(Data listing Opens)
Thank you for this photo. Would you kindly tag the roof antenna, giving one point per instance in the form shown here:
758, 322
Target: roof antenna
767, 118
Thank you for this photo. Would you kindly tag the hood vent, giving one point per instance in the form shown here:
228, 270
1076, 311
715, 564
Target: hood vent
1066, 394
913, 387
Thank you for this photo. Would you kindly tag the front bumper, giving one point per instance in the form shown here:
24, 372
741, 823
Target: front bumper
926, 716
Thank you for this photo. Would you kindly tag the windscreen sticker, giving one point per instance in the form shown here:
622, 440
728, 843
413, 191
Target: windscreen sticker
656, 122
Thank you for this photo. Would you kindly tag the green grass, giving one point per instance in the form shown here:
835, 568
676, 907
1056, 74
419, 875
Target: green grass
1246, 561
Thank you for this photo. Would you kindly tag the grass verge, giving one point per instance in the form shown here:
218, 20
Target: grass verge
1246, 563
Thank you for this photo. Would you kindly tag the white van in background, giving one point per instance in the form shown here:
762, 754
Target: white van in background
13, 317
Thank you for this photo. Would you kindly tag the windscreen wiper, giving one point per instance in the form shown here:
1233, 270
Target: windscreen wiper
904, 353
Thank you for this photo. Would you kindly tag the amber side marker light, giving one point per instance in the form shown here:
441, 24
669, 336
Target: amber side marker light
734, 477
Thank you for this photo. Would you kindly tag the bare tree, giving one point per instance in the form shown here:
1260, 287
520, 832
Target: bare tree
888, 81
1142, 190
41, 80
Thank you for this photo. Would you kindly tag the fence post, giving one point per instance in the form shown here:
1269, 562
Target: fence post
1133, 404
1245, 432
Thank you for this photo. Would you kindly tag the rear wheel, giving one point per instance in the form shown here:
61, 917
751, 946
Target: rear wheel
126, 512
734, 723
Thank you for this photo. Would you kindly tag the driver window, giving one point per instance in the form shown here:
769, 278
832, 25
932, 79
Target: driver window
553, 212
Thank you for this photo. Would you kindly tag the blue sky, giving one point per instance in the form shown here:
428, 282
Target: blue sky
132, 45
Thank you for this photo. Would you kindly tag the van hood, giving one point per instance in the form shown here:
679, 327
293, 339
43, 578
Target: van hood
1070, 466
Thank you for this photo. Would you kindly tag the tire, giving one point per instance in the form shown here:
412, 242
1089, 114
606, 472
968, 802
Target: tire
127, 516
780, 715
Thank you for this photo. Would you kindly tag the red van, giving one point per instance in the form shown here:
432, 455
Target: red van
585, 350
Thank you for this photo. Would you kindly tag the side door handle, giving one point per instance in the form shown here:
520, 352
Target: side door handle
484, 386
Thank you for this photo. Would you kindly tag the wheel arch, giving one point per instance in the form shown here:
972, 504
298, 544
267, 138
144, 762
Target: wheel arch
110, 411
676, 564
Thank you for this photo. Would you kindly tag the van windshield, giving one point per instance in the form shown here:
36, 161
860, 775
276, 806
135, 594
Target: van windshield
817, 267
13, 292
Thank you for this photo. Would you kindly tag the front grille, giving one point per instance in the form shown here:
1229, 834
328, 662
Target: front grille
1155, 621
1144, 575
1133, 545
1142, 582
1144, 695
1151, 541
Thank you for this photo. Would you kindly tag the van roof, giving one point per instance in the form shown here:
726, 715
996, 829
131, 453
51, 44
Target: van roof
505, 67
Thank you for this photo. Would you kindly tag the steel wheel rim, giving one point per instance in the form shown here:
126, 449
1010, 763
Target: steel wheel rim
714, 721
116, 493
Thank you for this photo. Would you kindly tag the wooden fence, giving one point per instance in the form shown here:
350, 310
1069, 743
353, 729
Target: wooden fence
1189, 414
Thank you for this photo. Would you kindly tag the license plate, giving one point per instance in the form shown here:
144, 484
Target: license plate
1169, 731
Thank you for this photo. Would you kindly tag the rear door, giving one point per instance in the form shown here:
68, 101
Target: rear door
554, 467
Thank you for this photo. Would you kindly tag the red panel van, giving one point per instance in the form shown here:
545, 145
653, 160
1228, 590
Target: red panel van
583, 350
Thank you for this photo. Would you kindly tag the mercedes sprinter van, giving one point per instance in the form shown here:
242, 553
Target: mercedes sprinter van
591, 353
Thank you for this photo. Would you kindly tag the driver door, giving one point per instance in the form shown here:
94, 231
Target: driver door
(Data listing Closes)
• **Task**: Please output each record exactly as it appears above.

• **Result**:
Thank you for this photo. Would you kindly tag the roof antenna, giving one point per instance in the form shown here:
758, 322
Target: roof antenna
767, 118
Thank you for this photo. Would you kindly tag the hood vent, giving one point per instance in the form shown here:
228, 270
1076, 311
715, 564
Target: hood vent
1066, 394
913, 387
Thank you for this photo. Would you kindly tag the front bumper, giving one point per instance in the form shown here:
24, 372
741, 823
Target: front bumper
926, 716
Thank you for this photo. Would you kindly tag the windscreen sticker, giving one point per instance in the form shown here:
622, 440
728, 843
413, 191
Target: windscreen sticker
656, 122
Thank you for this photo. Would you kindly tag the green grass, giving one point per instance in the form shown here:
835, 568
676, 907
1056, 74
419, 875
Target: green grass
1246, 561
Thank you for this photo. Would you kindly tag the grass verge, giving one point per instance in the form shown here:
218, 20
Target: grass verge
1246, 563
Thank you for this photo. Would you kindly tag the white van in background, giving one point per instance in the form shown here:
762, 754
Target: white van in background
13, 317
Thank you for this photo. Would you kindly tag the windscreen wiper, giving one point per instance in the form shown here:
1233, 270
Target: windscreen wiper
904, 353
Thank you for this photo. Would you kindly tag the amber side marker light, giving one point per instance in the form shown here:
441, 24
669, 336
Target: amber side marker light
734, 477
Thank you for this photo. Would you kindly tag the bare tree, giving one point per instance in the form shown here:
1260, 287
520, 832
Target: bare tree
888, 81
1142, 190
41, 80
Thank you for this photo. Would you kindly tag the fence post, giving one point per instance in the form shown here:
1269, 562
Target: fence post
1133, 404
1245, 432
Thank you for this photo. Would you kindly tag the rear wheel, giving one point per instance in the form shown here:
61, 917
751, 946
Target: rear wheel
126, 512
734, 723
Thank you for this photo. Would you kindly tag the driver window, giving one point per instance in the form shown here:
769, 278
832, 25
932, 79
Target: driver window
553, 212
Thank you for this photo. Would you kindly tag the blue sky, giving one point per instance in the form shown here:
428, 282
Target: blue sky
132, 45
Thank you for this photo. Would you kindly tag the van hood, giving one point per instance in the form shown here:
679, 327
293, 339
43, 578
Target: van hood
1070, 466
Thank you for this photo. Would you kindly tag the tire, giving one point per instance in the form shown here:
412, 242
1089, 114
606, 472
968, 802
Target: tire
127, 516
780, 715
Thank you for this photo. Would you kindly tag the red van, giving one point per instance in the form shown here:
432, 455
Target: red van
585, 350
Thank you for this photo. Would you kindly tag the side door handle, giving one point per instance in the form shown here:
520, 352
Target: side door handle
484, 386
Thank you for this photo. Would you kindly tag the wheel arch, giving one point per instance in the form shown here:
972, 504
298, 544
267, 138
144, 762
Target: wheel arch
110, 411
676, 564
Thank you for this photo. Would you kindly tag the van windshield, giving one point per instance in the form shown here:
36, 161
860, 775
276, 806
135, 594
Target: van windshield
817, 267
13, 292
Thank you for this photo. Would you kindly tag the front grille, giving one point per instance in the form shown here:
1229, 834
328, 662
Target: front grille
1155, 621
1144, 575
1133, 545
1142, 582
1144, 695
1151, 541
Thank you for this photo. Would you kindly tag the van roof, giving one point per instance in the form shown here:
726, 715
996, 829
131, 453
51, 44
Target: van roof
505, 67
Thank you for this photo. Would you kindly tag the steel wheel rim, giving one point per instance in the form shown here:
126, 449
1010, 763
Target: steel wheel rim
714, 721
116, 493
Thank you for this photo. Would you kindly tag the wooden fence, giving one point per instance in the form shown here:
350, 310
1069, 743
353, 729
Target: wooden fence
1189, 414
Thank you for this photo. Would you kindly tag the license plate, giving one point per instance in the form shown here:
144, 484
Target: license plate
1169, 731
Thank you for this photo. Would you kindly tag the rear door, giving one point per instance in the form shown here:
68, 101
Target: rear door
554, 467
Thank you for this photo. Would you kindly tag the red panel van, giving one point per instance in the form shown here:
545, 145
653, 160
1228, 590
Target: red panel van
583, 350
Thank you for this photo. Would you kindly tag the mercedes sprinter van, giving one point per instance in the form shown here:
242, 553
Target: mercedes sprinter van
591, 353
Thank you for this photo. Would you kindly tag the driver door, giving one point per instance in the form shown here:
94, 231
Target: driver door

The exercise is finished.